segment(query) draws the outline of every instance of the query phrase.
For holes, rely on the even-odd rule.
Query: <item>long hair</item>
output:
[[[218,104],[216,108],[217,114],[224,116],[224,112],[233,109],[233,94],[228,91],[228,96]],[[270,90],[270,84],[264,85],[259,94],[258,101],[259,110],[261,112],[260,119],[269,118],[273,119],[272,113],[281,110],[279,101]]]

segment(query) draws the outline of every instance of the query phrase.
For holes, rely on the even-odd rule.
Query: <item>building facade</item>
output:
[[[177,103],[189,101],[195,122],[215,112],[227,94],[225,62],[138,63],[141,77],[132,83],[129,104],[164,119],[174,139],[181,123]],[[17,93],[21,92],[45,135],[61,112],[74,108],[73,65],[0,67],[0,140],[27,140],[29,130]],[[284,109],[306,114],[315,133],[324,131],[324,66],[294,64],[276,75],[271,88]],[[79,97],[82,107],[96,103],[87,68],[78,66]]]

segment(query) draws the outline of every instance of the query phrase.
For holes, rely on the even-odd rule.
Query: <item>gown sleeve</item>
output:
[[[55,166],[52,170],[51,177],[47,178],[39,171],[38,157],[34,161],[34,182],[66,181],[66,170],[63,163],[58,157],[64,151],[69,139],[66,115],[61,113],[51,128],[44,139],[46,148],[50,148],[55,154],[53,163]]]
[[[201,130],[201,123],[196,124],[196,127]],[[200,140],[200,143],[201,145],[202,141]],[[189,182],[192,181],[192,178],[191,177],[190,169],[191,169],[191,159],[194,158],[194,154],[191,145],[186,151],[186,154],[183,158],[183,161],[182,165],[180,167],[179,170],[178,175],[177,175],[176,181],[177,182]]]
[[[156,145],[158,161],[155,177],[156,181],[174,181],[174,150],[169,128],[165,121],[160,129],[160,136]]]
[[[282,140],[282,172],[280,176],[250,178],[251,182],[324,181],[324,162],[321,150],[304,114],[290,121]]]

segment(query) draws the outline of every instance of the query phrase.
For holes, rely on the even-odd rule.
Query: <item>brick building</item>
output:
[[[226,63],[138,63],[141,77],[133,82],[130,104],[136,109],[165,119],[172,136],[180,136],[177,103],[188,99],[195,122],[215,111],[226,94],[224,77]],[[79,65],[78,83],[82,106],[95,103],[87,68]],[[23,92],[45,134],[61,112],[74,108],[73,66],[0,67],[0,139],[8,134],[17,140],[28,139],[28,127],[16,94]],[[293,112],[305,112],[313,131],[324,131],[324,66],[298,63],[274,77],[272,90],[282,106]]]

==============================

§ **Written problem**
Print every entry exactly as written.

§ **Solution to this problem**
segment(query) draws the outline of every instance of the query phrase.
For holes, rely on the even-odd rule.
Query: <item>long hair</item>
output:
[[[218,104],[216,108],[217,114],[224,116],[224,112],[233,109],[233,94],[228,91],[228,96]],[[270,90],[270,84],[264,85],[259,94],[258,101],[259,110],[261,112],[260,119],[269,118],[273,119],[272,113],[281,110],[279,101]]]

segment(query) draws the outline of every instance of the query phrase.
For holes, rely on the even-odd rule.
Query: <item>building facade</item>
output:
[[[177,103],[189,101],[195,122],[215,112],[227,94],[225,62],[138,63],[141,77],[132,83],[129,104],[164,119],[174,139],[181,123]],[[17,93],[21,92],[45,135],[61,112],[74,108],[73,65],[0,67],[0,140],[27,140],[29,130]],[[284,109],[306,114],[315,133],[324,131],[324,66],[294,64],[276,75],[271,88]],[[79,97],[82,107],[96,103],[87,68],[78,66]]]

segment(query) draws the outline of every instance of the query phrase.
For holes, rely on the even-odd rule.
Query: <item>gown sleeve</item>
output:
[[[55,166],[52,170],[51,177],[47,178],[39,171],[38,157],[34,161],[34,182],[66,181],[66,170],[63,163],[58,157],[64,151],[69,139],[66,115],[61,113],[51,128],[44,139],[46,148],[50,148],[55,154],[53,163]]]
[[[201,130],[201,123],[196,124],[196,127]],[[200,140],[200,143],[201,145],[202,141]],[[189,182],[192,181],[192,178],[191,177],[190,169],[191,169],[191,159],[194,158],[194,154],[191,145],[186,151],[186,154],[183,158],[183,161],[182,165],[180,167],[179,170],[178,175],[177,175],[176,181],[177,182]]]
[[[156,145],[158,161],[155,177],[156,181],[174,181],[174,150],[169,128],[165,121],[160,129],[160,136]]]
[[[282,140],[282,172],[280,176],[250,178],[251,182],[324,181],[324,162],[321,150],[304,114],[290,121]]]

segment(query) draws the outline of every instance of the query phrase.
For holes, rely on the even-odd rule.
Query: <item>brick building</item>
output:
[[[226,63],[138,63],[141,77],[133,82],[130,104],[136,109],[165,119],[172,136],[180,136],[177,103],[188,99],[195,122],[215,111],[226,94],[224,77]],[[79,65],[78,83],[82,106],[95,103],[87,68]],[[23,92],[45,134],[61,112],[74,108],[73,66],[0,67],[0,139],[8,134],[17,140],[28,139],[28,127],[16,94]],[[293,112],[305,112],[313,131],[324,131],[324,66],[298,63],[274,77],[272,90],[282,106]]]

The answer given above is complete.